Document »
Arduino Leonardo
The Leonardo's distinguishing trait is the ATmega32U4: the MCU and the USB controller are the same chip. That means it can present itself as a USB keyboard, mouse, MIDI device, or composite device — useful for HID-style projects layered on top of CONDUYT serial.
Specs
| Property | Value |
|---|---|
| MCU | ATmega32U4, 16 MHz |
| Flash | 32 KB (4 KB bootloader) |
| RAM | 2.5 KB |
| GPIO | 20 digital (D0–D13, A0–A5) + interior pins |
| ADC | A0–A5 plus A6–A11 on D4, D6, D8, D9, D10, D12 |
| PWM | D3, D5, D6, D9, D10, D11, D13 |
| I2C | 1 bus — D2 (SDA), D3 (SCL) |
| SPI | 1 bus — D14 (CIPO), D15 (SCK), D16 (COPI) — on the ICSP header |
| UART | Serial1 on D0/D1 (Serial is the USB-virtual port) |
| OTA | Not supported |
Flashing
USB plug + auto-reset. Note the bootloader window is shorter than the Uno's (~750 ms) — if uploads fail intermittently, double-tap the reset button to force the bootloader, then flash. Flash from the Playground or pio run -t upload -e leonardo.

Dataset excerpts »
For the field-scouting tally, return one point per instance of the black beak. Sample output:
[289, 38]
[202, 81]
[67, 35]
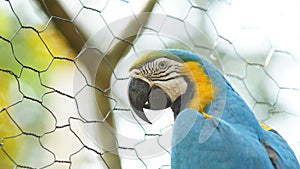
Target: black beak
[141, 95]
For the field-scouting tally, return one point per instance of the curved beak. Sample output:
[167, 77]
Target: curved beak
[142, 95]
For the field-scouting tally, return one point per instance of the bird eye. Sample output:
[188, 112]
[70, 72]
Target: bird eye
[162, 65]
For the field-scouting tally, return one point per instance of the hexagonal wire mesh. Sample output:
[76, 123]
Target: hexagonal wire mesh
[64, 74]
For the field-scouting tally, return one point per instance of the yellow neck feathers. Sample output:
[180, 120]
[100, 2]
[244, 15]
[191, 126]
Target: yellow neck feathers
[204, 89]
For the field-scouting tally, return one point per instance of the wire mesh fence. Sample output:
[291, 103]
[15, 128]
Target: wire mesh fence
[64, 74]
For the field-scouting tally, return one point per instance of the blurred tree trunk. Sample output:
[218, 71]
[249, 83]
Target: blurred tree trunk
[76, 41]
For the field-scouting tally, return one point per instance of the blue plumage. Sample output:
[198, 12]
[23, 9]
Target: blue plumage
[232, 139]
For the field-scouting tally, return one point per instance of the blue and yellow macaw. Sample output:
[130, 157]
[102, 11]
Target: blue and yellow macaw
[214, 127]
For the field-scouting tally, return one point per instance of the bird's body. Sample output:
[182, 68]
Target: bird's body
[214, 127]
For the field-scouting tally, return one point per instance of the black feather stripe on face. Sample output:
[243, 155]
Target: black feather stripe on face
[182, 101]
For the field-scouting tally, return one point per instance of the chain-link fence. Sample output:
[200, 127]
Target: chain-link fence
[64, 74]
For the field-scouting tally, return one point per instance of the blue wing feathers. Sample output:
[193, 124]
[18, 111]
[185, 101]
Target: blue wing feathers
[237, 140]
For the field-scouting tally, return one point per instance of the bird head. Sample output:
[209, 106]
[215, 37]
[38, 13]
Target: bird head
[168, 78]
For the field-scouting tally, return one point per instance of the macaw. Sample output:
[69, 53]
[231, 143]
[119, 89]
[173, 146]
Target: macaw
[214, 127]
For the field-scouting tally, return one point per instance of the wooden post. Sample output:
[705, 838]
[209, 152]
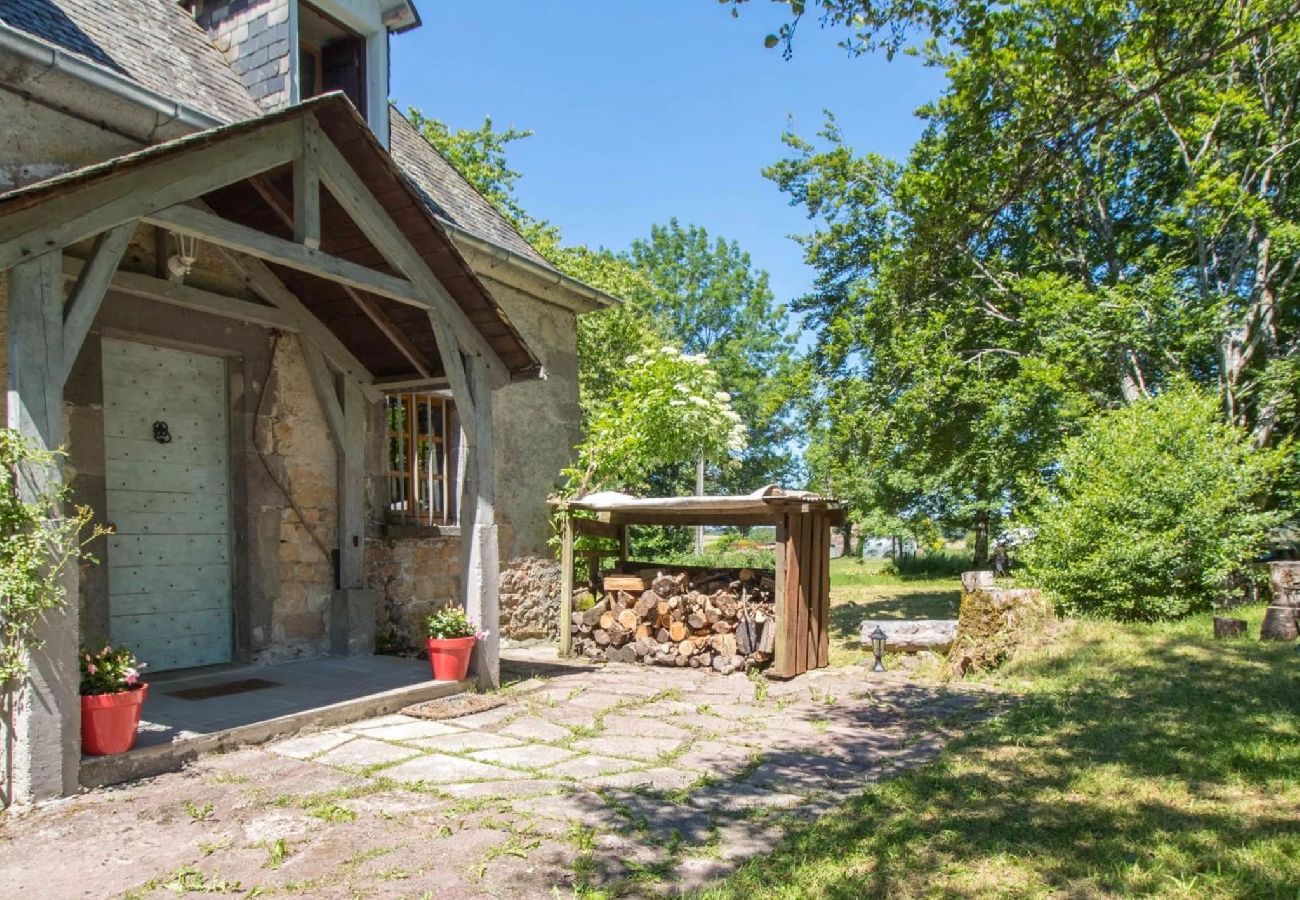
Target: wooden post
[567, 584]
[43, 752]
[480, 572]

Your tasks »
a. On the Arduino Leonardo page, which pins carry the I2C bus?
b. Do these statements agree with the Arduino Leonardo page? Answer yes or no for each, and quote the words that decide it. (i) The Leonardo can be updated over the air. (ii) Serial1 runs on pins D0 and D1. (iii) The bootloader uses 4 KB of the flash memory.
c. Pick up the Arduino Leonardo page after its last sentence and carry it on for a short paragraph.

Results for each task »
a. D2 (SDA) and D3 (SCL).

b.
(i) No: "Not supported"
(ii) Yes: "Serial1 on D0/D1"
(iii) Yes: "32 KB (4 KB bootloader)"

c.
Notes
Serialis the USB CDC virtual port. CONDUYT uses this for transport, but it remains "fully open" only after the host opens it —if (!Serial)is a real check on this board.- I2C lives on D2/D3, not the analog pins. Keyboard/mouse libraries use D2 (
PCINT) — be aware of conflicts. - A6–A11 (analog inputs on certain digital pins) can be useful when you need extra ADC channels but the docs name them inconsistently.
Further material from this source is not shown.